TASK OBJECTIVE =
Starting at the line that contains "Query: street lamp", quote each line exactly through the last line of the entries, both included.

** RECORDS TO USE follows **

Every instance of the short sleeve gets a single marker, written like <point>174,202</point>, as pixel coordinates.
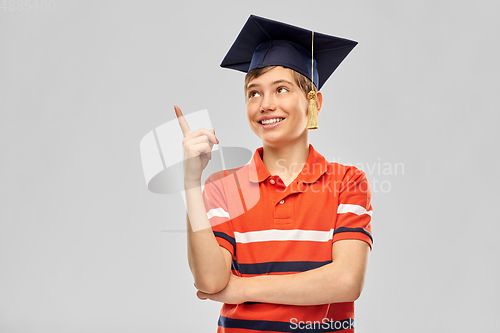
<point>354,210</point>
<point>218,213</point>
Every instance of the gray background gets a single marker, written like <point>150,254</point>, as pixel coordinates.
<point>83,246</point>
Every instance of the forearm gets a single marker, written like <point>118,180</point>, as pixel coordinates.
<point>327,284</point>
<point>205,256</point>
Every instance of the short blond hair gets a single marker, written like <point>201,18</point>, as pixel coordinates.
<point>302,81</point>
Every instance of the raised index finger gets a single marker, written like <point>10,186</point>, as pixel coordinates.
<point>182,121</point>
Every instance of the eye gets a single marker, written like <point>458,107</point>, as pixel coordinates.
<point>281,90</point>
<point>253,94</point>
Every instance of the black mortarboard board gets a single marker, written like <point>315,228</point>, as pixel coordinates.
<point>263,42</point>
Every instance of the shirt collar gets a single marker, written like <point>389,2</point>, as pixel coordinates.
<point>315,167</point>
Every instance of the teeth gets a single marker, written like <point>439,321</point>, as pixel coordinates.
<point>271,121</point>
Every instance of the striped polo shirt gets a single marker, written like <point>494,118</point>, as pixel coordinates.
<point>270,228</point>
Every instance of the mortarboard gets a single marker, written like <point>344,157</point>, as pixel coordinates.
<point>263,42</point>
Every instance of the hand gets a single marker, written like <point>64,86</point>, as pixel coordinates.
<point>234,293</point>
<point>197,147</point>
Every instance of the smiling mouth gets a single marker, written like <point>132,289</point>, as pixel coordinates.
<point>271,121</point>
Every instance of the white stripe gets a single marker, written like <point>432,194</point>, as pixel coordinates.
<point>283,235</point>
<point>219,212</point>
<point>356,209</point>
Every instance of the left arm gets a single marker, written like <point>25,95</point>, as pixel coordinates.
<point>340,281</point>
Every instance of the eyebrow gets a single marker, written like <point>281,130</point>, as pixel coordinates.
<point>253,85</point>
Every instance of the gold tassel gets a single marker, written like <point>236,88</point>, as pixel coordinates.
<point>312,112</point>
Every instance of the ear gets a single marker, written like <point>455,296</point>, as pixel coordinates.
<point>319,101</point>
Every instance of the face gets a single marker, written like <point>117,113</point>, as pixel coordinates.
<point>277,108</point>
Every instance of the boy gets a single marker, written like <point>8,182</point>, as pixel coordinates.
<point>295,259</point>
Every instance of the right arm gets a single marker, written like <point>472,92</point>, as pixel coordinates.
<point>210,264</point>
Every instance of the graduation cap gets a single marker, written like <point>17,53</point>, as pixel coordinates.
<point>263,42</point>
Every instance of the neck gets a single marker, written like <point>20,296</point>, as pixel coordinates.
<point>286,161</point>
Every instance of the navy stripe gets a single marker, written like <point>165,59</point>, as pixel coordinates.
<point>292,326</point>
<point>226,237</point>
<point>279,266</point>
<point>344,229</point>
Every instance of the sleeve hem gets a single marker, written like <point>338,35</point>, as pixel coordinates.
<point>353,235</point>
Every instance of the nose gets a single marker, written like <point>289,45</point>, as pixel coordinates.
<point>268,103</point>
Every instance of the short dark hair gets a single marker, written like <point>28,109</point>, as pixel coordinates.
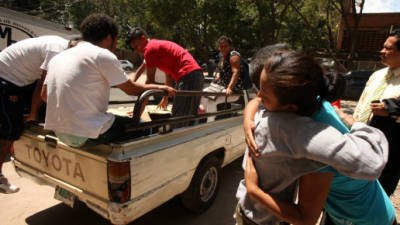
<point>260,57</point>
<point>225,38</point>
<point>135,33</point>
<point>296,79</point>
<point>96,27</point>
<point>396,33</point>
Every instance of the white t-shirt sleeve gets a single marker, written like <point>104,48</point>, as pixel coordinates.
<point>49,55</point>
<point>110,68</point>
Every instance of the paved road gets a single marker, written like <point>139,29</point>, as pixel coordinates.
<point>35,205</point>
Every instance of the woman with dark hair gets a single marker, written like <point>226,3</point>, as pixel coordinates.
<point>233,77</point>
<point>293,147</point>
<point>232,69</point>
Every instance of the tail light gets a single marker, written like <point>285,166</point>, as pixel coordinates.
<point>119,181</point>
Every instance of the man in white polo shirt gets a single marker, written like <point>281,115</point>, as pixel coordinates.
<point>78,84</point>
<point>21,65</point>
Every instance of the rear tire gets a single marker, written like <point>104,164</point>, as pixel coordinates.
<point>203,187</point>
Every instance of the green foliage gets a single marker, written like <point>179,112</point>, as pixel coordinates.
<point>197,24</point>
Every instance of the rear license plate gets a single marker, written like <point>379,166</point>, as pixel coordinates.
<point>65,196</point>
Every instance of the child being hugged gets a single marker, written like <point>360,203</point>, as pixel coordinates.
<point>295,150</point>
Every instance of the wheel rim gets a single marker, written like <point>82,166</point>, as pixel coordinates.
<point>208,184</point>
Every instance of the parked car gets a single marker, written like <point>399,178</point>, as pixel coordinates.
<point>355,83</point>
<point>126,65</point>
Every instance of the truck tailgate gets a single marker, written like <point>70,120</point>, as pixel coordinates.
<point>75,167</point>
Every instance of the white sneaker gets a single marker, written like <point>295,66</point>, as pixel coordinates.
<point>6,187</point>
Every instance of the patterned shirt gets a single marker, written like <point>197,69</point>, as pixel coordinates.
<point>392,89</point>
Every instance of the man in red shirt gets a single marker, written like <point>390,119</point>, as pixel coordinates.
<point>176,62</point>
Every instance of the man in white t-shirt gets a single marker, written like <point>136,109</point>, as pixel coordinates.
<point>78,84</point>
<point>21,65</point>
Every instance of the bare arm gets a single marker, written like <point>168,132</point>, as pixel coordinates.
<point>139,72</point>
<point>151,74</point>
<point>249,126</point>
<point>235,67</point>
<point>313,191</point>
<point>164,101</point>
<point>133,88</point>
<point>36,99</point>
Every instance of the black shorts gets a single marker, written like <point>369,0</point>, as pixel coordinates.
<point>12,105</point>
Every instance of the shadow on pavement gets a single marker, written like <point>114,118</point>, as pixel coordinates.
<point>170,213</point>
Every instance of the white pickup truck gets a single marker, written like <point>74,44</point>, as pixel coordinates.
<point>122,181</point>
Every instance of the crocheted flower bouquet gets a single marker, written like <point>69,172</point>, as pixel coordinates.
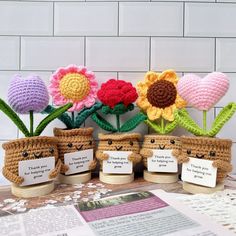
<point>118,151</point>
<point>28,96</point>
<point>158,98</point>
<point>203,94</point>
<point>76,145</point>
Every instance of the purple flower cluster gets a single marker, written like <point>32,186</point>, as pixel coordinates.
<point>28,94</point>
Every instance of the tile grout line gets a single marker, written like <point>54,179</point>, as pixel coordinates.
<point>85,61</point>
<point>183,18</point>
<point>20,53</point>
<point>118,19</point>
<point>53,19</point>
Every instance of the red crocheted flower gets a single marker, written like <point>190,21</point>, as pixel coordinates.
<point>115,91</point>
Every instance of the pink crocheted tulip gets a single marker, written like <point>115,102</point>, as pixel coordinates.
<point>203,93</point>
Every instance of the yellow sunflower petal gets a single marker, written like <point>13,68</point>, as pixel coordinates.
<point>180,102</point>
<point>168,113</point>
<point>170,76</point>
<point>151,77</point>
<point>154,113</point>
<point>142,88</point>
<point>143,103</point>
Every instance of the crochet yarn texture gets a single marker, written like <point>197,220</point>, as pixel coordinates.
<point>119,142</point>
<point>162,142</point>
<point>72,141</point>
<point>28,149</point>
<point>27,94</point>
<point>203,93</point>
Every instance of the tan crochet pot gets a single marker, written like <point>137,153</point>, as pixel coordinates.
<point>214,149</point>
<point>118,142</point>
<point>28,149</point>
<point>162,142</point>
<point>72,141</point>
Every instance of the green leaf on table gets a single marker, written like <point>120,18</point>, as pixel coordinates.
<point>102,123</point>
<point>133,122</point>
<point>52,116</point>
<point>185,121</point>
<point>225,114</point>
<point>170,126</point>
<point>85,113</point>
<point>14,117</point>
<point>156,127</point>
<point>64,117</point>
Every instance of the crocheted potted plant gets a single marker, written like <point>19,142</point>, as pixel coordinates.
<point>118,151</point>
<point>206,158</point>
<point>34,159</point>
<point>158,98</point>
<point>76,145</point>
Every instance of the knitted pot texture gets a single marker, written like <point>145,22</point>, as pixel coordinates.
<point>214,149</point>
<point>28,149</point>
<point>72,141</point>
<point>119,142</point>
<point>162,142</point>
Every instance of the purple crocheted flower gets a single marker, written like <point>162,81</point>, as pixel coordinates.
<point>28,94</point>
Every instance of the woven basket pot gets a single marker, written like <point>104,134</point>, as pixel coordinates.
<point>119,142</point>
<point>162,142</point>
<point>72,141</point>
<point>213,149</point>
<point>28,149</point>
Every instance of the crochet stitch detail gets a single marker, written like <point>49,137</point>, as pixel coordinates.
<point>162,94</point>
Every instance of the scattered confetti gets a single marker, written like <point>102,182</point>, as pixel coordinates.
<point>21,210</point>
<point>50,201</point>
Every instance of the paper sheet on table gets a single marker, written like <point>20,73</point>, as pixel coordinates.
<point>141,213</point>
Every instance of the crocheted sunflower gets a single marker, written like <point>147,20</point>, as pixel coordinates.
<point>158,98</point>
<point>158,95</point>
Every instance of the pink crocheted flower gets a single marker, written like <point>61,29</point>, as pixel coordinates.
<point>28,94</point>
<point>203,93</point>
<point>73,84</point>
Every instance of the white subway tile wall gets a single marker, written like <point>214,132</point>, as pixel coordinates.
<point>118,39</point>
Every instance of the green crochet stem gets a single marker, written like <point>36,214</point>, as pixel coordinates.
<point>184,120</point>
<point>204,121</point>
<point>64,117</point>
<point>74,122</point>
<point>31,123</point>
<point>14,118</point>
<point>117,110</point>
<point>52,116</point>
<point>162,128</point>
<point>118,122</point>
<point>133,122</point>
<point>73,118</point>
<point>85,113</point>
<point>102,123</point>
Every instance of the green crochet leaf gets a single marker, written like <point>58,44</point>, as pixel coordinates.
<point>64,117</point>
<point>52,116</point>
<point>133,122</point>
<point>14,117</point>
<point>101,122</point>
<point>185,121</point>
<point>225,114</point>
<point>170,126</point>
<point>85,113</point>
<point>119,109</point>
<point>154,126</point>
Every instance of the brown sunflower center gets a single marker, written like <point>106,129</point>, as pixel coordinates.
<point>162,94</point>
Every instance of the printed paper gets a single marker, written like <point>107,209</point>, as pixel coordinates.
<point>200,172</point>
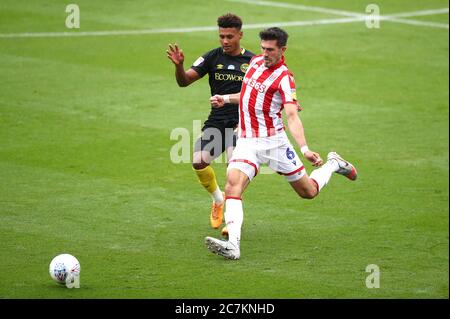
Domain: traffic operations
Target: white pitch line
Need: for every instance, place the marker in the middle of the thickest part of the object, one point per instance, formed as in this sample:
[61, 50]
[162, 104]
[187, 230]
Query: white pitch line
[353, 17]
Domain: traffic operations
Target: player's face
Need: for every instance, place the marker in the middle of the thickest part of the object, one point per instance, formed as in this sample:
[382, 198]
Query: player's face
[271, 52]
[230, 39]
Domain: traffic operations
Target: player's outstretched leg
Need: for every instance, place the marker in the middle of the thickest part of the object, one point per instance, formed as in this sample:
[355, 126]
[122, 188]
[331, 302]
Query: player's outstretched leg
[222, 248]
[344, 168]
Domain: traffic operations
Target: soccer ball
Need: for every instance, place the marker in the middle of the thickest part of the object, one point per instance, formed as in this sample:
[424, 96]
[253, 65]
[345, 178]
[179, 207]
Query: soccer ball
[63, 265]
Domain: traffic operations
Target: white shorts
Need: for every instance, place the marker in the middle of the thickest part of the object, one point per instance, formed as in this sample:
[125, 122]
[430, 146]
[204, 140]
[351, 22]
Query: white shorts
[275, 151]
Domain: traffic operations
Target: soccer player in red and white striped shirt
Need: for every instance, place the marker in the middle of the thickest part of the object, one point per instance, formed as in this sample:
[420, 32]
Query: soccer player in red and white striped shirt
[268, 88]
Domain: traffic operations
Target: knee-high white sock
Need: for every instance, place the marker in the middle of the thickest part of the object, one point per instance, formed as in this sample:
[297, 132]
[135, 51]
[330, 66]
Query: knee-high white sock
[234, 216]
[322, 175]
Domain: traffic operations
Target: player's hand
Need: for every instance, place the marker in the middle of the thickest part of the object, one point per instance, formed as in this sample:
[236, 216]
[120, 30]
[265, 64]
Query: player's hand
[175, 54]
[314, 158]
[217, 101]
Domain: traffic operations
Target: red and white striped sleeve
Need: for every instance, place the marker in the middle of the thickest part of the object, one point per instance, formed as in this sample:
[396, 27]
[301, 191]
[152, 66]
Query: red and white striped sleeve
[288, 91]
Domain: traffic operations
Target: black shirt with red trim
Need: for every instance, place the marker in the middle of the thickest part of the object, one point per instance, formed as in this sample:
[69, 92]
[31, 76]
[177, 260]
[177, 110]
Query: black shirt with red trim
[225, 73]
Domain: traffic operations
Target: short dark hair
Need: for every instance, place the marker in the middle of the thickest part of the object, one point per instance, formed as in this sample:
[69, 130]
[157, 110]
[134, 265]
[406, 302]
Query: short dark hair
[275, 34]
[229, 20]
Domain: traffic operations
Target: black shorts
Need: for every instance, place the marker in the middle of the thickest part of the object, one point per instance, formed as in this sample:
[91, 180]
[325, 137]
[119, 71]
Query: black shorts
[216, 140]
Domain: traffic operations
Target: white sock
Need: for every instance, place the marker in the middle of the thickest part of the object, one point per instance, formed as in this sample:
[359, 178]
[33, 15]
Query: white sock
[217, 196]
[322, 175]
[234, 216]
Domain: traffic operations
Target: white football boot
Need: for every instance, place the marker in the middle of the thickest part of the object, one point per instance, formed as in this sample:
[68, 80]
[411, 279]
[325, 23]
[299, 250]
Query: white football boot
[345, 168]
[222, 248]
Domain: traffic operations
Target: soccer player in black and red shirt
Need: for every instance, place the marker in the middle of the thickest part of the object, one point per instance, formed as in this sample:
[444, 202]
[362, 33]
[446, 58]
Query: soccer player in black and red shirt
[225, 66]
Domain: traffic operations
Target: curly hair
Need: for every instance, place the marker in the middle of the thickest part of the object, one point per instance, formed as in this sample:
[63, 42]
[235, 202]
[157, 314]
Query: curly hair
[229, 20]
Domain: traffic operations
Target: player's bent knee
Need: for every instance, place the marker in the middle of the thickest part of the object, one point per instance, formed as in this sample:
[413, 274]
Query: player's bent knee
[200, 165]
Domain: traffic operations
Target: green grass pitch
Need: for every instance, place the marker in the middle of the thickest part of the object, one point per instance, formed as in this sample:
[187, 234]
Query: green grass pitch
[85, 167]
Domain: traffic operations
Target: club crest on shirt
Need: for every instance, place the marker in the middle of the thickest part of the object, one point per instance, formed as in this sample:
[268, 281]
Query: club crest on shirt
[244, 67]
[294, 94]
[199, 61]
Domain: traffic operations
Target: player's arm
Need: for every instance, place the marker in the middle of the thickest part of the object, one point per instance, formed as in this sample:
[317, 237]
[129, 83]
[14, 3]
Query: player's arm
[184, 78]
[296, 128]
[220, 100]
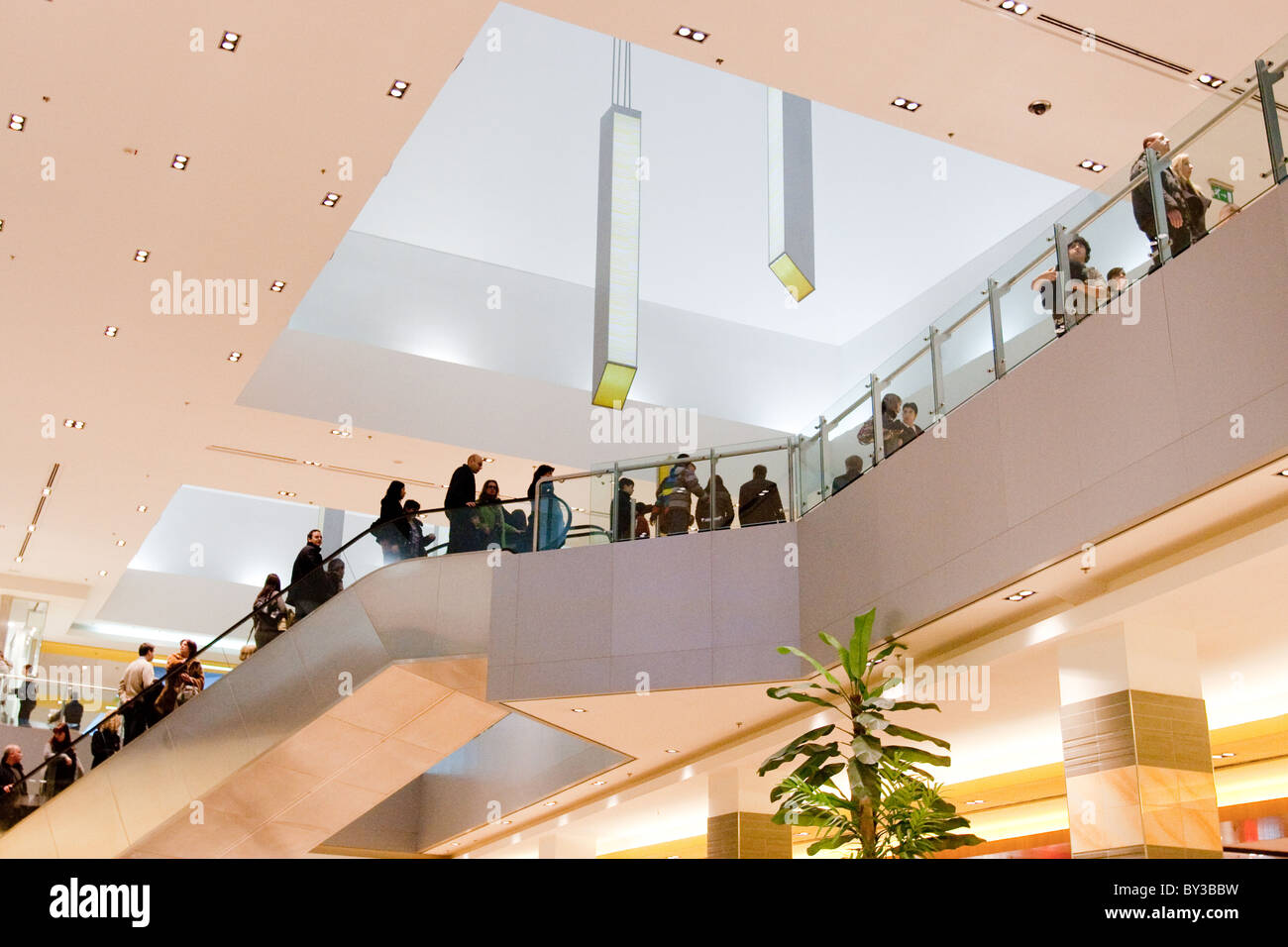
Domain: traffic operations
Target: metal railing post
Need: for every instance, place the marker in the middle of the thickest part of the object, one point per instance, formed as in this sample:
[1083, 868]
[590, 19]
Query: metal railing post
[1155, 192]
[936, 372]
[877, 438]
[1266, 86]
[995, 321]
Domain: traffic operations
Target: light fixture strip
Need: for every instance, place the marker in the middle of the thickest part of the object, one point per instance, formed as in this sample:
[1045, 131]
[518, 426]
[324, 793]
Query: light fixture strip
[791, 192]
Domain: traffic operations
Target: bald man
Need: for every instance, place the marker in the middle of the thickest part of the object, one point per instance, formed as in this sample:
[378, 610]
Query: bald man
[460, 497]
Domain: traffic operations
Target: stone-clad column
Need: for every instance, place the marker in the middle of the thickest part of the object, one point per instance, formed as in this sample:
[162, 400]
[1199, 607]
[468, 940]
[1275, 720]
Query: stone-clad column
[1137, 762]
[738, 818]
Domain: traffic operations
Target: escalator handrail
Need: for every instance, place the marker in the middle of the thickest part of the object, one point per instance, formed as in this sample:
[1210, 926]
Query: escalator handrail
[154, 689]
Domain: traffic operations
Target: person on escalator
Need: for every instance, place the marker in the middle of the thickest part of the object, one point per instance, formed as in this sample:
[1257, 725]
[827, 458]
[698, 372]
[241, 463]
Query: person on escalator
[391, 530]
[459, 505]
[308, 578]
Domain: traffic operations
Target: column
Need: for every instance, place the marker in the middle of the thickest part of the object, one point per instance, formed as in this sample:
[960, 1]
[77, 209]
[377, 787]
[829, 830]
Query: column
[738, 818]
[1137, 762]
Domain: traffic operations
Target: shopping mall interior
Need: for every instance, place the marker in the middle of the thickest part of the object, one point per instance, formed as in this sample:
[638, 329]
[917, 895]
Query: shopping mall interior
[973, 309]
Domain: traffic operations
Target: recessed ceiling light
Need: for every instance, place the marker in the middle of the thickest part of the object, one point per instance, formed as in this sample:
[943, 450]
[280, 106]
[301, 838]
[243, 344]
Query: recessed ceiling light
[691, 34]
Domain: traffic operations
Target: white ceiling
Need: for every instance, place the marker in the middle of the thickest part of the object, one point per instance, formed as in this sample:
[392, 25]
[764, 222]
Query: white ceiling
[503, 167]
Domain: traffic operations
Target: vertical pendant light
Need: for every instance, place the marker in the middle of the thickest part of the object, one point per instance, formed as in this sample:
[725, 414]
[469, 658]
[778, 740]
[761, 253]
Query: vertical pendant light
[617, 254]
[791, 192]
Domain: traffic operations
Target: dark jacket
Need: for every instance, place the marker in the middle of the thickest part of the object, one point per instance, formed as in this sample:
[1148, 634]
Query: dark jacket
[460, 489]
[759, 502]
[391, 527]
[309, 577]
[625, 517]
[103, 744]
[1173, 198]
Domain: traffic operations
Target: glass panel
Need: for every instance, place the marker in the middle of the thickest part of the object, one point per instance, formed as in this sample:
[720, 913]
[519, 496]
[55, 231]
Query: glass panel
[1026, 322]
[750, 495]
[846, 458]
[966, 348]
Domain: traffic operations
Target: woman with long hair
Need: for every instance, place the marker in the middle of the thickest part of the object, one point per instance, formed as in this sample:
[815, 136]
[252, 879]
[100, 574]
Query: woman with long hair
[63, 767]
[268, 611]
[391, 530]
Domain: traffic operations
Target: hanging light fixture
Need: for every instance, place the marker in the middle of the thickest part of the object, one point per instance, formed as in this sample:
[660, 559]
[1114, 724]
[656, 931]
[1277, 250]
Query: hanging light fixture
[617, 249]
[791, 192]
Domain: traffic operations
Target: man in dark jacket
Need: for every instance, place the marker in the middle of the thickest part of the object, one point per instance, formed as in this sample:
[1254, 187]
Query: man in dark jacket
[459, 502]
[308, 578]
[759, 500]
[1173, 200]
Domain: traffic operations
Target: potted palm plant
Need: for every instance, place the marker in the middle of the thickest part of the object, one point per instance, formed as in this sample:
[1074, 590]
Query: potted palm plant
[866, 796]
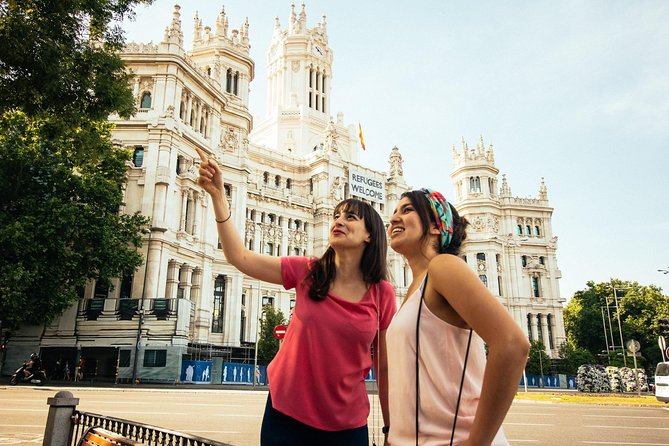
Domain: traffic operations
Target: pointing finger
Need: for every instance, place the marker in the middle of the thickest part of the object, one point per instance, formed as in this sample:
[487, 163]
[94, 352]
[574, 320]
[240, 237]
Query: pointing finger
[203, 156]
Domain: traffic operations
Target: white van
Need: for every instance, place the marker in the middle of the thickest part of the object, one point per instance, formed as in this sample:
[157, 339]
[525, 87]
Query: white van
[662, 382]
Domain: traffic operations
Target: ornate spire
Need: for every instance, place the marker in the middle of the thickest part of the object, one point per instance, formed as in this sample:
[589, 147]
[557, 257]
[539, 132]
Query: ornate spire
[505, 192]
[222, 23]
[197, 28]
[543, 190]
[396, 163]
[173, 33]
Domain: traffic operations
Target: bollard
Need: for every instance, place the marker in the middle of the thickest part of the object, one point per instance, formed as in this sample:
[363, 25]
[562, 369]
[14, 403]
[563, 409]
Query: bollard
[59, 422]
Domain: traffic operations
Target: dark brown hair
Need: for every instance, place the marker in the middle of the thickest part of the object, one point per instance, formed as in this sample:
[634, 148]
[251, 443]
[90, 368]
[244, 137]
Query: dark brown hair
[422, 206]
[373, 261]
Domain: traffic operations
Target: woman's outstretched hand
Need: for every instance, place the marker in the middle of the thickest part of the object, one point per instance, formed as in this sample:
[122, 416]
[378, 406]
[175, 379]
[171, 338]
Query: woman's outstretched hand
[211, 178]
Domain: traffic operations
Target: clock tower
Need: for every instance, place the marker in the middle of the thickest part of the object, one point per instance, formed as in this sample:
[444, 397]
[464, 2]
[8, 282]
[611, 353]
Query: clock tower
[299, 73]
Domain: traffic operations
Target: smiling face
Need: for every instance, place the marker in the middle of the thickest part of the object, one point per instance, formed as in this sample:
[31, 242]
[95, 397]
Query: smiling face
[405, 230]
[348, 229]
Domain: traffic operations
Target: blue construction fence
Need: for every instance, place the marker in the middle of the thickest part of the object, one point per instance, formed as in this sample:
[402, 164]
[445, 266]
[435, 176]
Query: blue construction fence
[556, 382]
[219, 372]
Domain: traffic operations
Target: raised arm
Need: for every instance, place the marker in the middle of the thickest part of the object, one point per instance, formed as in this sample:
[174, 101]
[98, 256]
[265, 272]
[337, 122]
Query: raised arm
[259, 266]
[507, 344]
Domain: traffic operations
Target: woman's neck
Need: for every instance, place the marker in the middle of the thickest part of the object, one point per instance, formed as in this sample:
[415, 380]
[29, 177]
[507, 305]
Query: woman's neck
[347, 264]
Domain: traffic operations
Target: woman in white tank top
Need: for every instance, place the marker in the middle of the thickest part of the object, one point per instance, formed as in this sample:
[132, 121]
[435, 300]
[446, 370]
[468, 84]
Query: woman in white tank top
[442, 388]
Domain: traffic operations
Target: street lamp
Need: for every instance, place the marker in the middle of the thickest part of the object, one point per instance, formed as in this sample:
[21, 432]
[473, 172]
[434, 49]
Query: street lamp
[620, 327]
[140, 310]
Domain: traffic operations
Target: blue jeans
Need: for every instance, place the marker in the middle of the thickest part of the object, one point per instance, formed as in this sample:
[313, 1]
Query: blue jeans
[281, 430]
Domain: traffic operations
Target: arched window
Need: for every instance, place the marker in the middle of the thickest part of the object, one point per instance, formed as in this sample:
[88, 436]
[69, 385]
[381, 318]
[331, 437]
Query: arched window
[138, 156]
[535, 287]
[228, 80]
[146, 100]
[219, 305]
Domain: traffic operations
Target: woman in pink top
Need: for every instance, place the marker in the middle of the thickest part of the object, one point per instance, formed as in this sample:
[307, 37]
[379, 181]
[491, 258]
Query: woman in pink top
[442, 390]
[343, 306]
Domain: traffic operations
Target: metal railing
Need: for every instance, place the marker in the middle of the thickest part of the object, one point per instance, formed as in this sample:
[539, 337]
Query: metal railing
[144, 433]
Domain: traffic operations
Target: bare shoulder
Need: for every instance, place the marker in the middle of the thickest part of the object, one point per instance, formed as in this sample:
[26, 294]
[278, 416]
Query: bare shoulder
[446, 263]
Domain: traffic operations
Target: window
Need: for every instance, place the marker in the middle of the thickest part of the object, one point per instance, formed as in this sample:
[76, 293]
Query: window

** End of RECORDS TO USE **

SOLUTION TO THIS EXERCISE =
Query: street lamp
[620, 327]
[140, 310]
Domain: traffic operations
Target: blue jeans
Need: for every instance, place the marker in the middle of the thickest part of the object, one point per instance, formed as in this sample:
[313, 1]
Query: blue jeans
[281, 430]
Domain: traffic operations
Target: arched window
Need: for every instance, place the marker in the middle of the thickest part of the object, one point per instance, formed as in this sample:
[88, 436]
[69, 385]
[381, 318]
[331, 437]
Query: arched window
[138, 156]
[535, 287]
[228, 80]
[146, 100]
[219, 305]
Domain: traffic operations
Target: woman in pink top
Need: for every instance, place the marker in the middle of the thickest part of the object, one point per instance, formed as in this sample:
[307, 37]
[379, 181]
[491, 258]
Query: woman in pink top
[442, 390]
[343, 306]
Domain: traffic operations
Target: metal railing
Need: for every instance, place the marker in the middle of the thickest part of the object, one point per instance, formed as in this sample:
[539, 337]
Query: metal railing
[144, 433]
Domain: traffic operations
Target: bare shoulder
Need: for every instance, place the marker in the middle of the thickest part of the object, one point per instance, formed as in this sample:
[26, 294]
[278, 416]
Query: bare shoulder
[446, 263]
Domain: traffic operations
Target: window
Need: for every instance, place the marker in the middle of the thickest part of the object, one point per instance, formed as in this sample:
[76, 293]
Query: window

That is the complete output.